- WORK ITEM -
Check every line of the data below for the string "positive", and copy the ones that hold it.

● ● ● ● ● ● ●

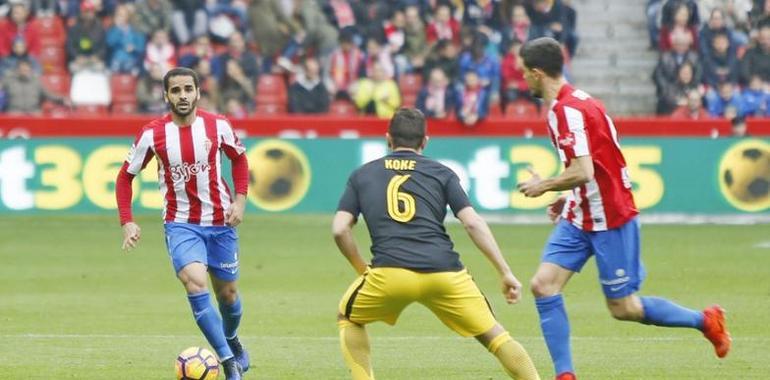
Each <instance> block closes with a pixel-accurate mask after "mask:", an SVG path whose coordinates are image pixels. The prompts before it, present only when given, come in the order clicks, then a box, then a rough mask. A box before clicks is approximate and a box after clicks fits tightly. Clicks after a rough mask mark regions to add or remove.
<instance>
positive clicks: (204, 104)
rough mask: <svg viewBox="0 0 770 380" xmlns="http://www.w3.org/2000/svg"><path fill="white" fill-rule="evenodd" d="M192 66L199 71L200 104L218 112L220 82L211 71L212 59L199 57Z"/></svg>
mask: <svg viewBox="0 0 770 380" xmlns="http://www.w3.org/2000/svg"><path fill="white" fill-rule="evenodd" d="M200 38H202V37H198V39H200ZM190 67H191V68H192V69H193V70H195V72H196V73H198V78H199V79H200V92H201V99H200V100H199V101H198V106H199V107H201V108H203V109H206V110H209V111H211V112H217V110H219V83H218V82H217V78H216V77H215V76H214V74H213V73H212V72H211V60H210V59H206V58H199V59H198V60H197V61H195V62H193V63H192V64H191V65H190Z"/></svg>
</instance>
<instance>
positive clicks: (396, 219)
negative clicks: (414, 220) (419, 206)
mask: <svg viewBox="0 0 770 380" xmlns="http://www.w3.org/2000/svg"><path fill="white" fill-rule="evenodd" d="M409 177H410V175H409V174H407V175H395V176H393V178H391V179H390V182H388V192H387V198H388V215H390V217H391V218H393V220H395V221H397V222H401V223H406V222H408V221H410V220H412V218H414V212H415V204H414V197H413V196H412V195H411V194H408V193H405V192H403V191H399V189H400V188H401V185H403V184H404V182H406V181H407V180H408V179H409ZM400 203H403V209H401V208H400V207H399V206H400Z"/></svg>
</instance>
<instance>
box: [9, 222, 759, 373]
mask: <svg viewBox="0 0 770 380" xmlns="http://www.w3.org/2000/svg"><path fill="white" fill-rule="evenodd" d="M115 219H116V218H115V217H111V216H78V217H61V216H56V217H48V216H46V217H42V216H29V217H8V216H4V217H2V219H0V259H1V261H2V263H1V265H0V378H3V379H54V378H56V379H145V380H146V379H171V378H173V376H174V375H173V361H174V358H175V357H176V355H177V353H178V352H180V351H182V350H183V349H184V348H186V347H188V346H193V345H202V346H205V345H206V342H205V340H204V339H203V338H202V336H201V335H200V334H199V332H198V330H197V327H196V325H195V323H194V321H193V319H192V316H191V314H190V311H189V306H188V304H187V300H186V298H185V297H184V293H183V290H182V287H181V286H180V285H179V283H178V281H177V280H176V279H175V278H174V276H173V273H172V269H171V265H170V263H169V261H168V258H167V255H166V251H165V246H164V244H163V237H162V233H161V231H162V228H161V222H160V220H159V218H158V217H149V216H144V217H141V218H140V219H139V220H138V222H139V223H140V226H141V227H142V228H143V237H142V240H141V242H140V247H139V248H138V249H137V250H134V251H133V252H130V253H124V252H122V251H121V250H120V239H121V232H120V228H119V227H118V225H117V223H116V220H115ZM329 222H330V217H329V216H279V217H276V216H254V215H248V216H247V220H246V222H245V223H244V224H243V225H242V226H241V227H239V234H240V238H241V252H240V258H241V282H240V287H241V292H242V298H243V301H244V307H245V314H244V319H243V322H242V324H241V328H240V335H241V338H242V341H243V342H244V343H245V344H246V346H247V348H248V349H249V350H250V352H251V357H252V365H253V369H252V370H251V371H250V372H248V373H247V375H246V379H345V378H347V371H346V370H345V368H344V365H343V363H342V359H341V356H340V354H339V350H338V343H337V330H336V326H335V312H336V305H337V302H338V300H339V298H340V296H341V295H342V293H343V291H344V290H345V288H346V287H347V286H348V284H349V283H350V281H352V280H353V279H354V274H353V272H352V270H351V269H350V267H349V266H348V265H347V263H346V262H345V260H344V259H343V258H342V256H341V255H340V254H339V253H338V252H337V250H336V248H335V246H334V244H333V242H332V239H331V236H330V233H329ZM356 230H357V231H356V232H357V236H358V238H359V239H358V240H359V245H361V246H362V247H363V248H364V251H366V250H367V246H368V237H367V236H366V235H365V228H364V227H363V226H359V227H358V228H357V229H356ZM449 230H450V233H451V235H452V236H453V238H454V240H455V242H456V245H457V248H458V250H459V252H461V253H462V257H463V260H464V262H465V264H466V265H467V266H468V267H469V268H470V270H471V271H472V273H473V275H474V277H475V279H476V280H477V282H478V284H479V286H480V287H481V288H482V290H483V291H484V292H485V293H486V294H487V296H488V297H489V298H490V301H491V303H492V305H493V308H494V309H495V311H496V313H497V316H498V318H499V319H500V321H501V322H502V323H503V325H505V326H506V327H507V328H508V329H509V330H510V331H511V334H512V335H513V336H514V337H516V338H517V339H518V340H519V341H521V342H522V344H524V346H525V347H526V348H527V349H528V351H529V352H530V354H531V355H532V357H533V359H534V361H535V364H536V366H537V367H538V369H539V370H540V373H541V375H542V376H543V378H544V379H548V378H552V376H553V373H552V371H553V370H552V367H551V364H550V361H549V359H548V353H547V351H546V347H545V344H544V342H543V340H542V337H541V335H540V330H539V327H538V321H537V314H536V311H535V307H534V302H533V298H532V296H531V295H530V294H529V293H528V287H527V290H526V292H525V297H524V299H523V301H522V302H521V303H520V304H518V305H515V306H508V305H506V304H505V303H504V301H503V299H502V296H501V295H500V294H499V291H498V286H497V280H496V277H495V276H494V275H493V270H492V268H491V266H490V265H489V264H488V263H486V262H485V260H484V259H483V257H482V255H481V254H480V253H479V252H478V251H477V250H476V249H475V248H474V247H473V246H472V243H471V242H470V240H469V239H468V237H467V236H466V235H465V234H464V232H463V231H462V228H461V227H460V226H459V225H456V224H454V225H450V227H449ZM493 230H494V232H495V234H496V236H497V238H498V241H499V243H500V245H501V246H502V248H503V251H504V253H505V255H506V257H507V258H508V260H509V262H510V263H511V266H512V267H513V270H514V272H515V274H516V275H517V276H518V277H519V279H521V280H522V281H523V282H525V283H527V282H528V279H529V277H530V276H531V275H532V273H533V271H534V270H535V268H536V266H537V263H538V259H539V255H540V250H541V247H542V245H543V243H544V241H545V239H546V237H547V235H548V232H549V231H550V227H548V226H515V225H496V226H493ZM642 242H643V243H642V245H643V247H642V249H643V252H644V253H643V257H644V259H645V263H646V266H647V270H648V277H647V280H646V282H645V284H644V287H643V290H642V294H647V295H661V296H665V297H669V298H671V299H673V300H675V301H677V302H679V303H681V304H683V305H687V306H690V307H694V308H698V309H700V308H702V307H704V306H707V305H709V304H710V303H713V302H718V303H720V304H722V305H723V306H724V307H725V308H726V309H727V311H728V321H729V326H730V328H731V331H732V334H733V338H734V341H733V344H734V346H733V351H732V352H731V354H730V356H728V358H727V359H725V360H718V359H716V357H715V356H714V354H713V351H712V348H711V346H710V344H708V343H707V342H706V341H705V340H704V339H703V338H702V337H701V335H700V333H698V332H696V331H693V330H685V329H664V328H658V327H649V326H643V325H639V324H634V323H624V322H616V321H613V320H612V319H611V317H610V316H609V314H608V312H607V311H606V309H605V307H604V303H603V299H602V296H601V290H600V288H599V285H598V282H597V280H596V269H595V266H594V262H593V260H592V261H590V262H589V264H588V265H587V266H586V268H585V270H584V271H583V273H582V274H580V275H578V276H576V277H574V278H573V279H572V281H571V283H570V284H569V286H568V288H567V290H566V292H565V297H566V302H567V309H568V312H569V314H570V319H571V322H572V333H573V336H574V340H573V350H574V357H575V363H576V366H577V370H578V374H579V375H581V377H582V378H584V379H592V380H593V379H767V378H770V361H768V358H769V356H768V352H770V351H768V344H770V330H769V329H768V328H767V326H768V322H770V317H769V315H770V313H769V311H770V280H768V279H770V248H768V246H769V245H770V226H768V225H755V226H712V225H705V226H663V225H650V226H645V227H644V228H643V234H642ZM369 332H370V335H371V337H372V352H373V362H374V368H375V374H376V375H377V378H378V379H503V378H505V376H504V375H503V372H502V370H501V369H500V368H499V366H498V364H497V362H496V361H495V360H494V358H493V357H492V356H491V355H489V354H488V353H487V352H486V350H485V349H484V348H483V347H481V346H480V345H479V344H478V343H476V342H475V341H474V340H473V339H462V338H459V337H455V336H454V335H453V333H452V332H450V331H449V330H448V329H446V328H445V327H444V326H443V325H442V324H441V323H440V322H439V321H438V320H436V319H435V318H434V317H433V316H432V315H431V314H429V312H427V310H426V309H424V308H423V307H422V306H419V305H413V306H411V307H410V308H408V309H407V310H406V311H405V312H404V314H403V315H402V316H401V319H400V321H399V323H398V325H397V326H396V327H394V328H391V327H389V326H386V325H384V324H375V325H372V326H371V327H370V328H369Z"/></svg>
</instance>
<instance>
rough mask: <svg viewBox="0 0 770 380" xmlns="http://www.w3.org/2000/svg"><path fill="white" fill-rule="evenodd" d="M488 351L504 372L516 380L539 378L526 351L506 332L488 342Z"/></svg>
mask: <svg viewBox="0 0 770 380" xmlns="http://www.w3.org/2000/svg"><path fill="white" fill-rule="evenodd" d="M487 348H488V349H489V352H491V353H492V354H493V355H495V356H496V357H497V360H499V361H500V364H502V365H503V368H505V372H507V373H508V375H510V376H511V377H512V378H514V379H517V380H540V376H539V375H538V374H537V369H535V365H534V364H533V363H532V359H530V357H529V354H527V351H526V350H524V347H522V346H521V344H519V342H517V341H515V340H513V338H511V335H510V334H509V333H508V332H504V333H502V334H500V335H498V336H497V337H496V338H495V339H492V341H491V342H490V343H489V347H487Z"/></svg>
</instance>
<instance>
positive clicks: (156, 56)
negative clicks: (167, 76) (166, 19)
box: [144, 29, 176, 74]
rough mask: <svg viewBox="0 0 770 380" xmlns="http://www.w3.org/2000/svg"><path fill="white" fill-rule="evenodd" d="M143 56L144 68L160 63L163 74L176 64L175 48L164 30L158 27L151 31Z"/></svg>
mask: <svg viewBox="0 0 770 380" xmlns="http://www.w3.org/2000/svg"><path fill="white" fill-rule="evenodd" d="M145 50H146V53H145V56H144V68H145V69H146V70H149V69H150V67H152V66H155V65H160V67H161V70H162V71H163V73H164V74H165V73H166V71H169V70H171V69H172V68H174V66H176V48H175V47H174V44H172V43H171V40H170V39H169V37H168V33H166V31H165V30H163V29H159V30H156V31H154V32H153V33H152V35H151V37H150V43H148V44H147V46H146V48H145Z"/></svg>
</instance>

● ● ● ● ● ● ●

- WRITTEN REPLY -
positive clicks: (204, 104)
positive clicks: (396, 219)
positive clicks: (156, 56)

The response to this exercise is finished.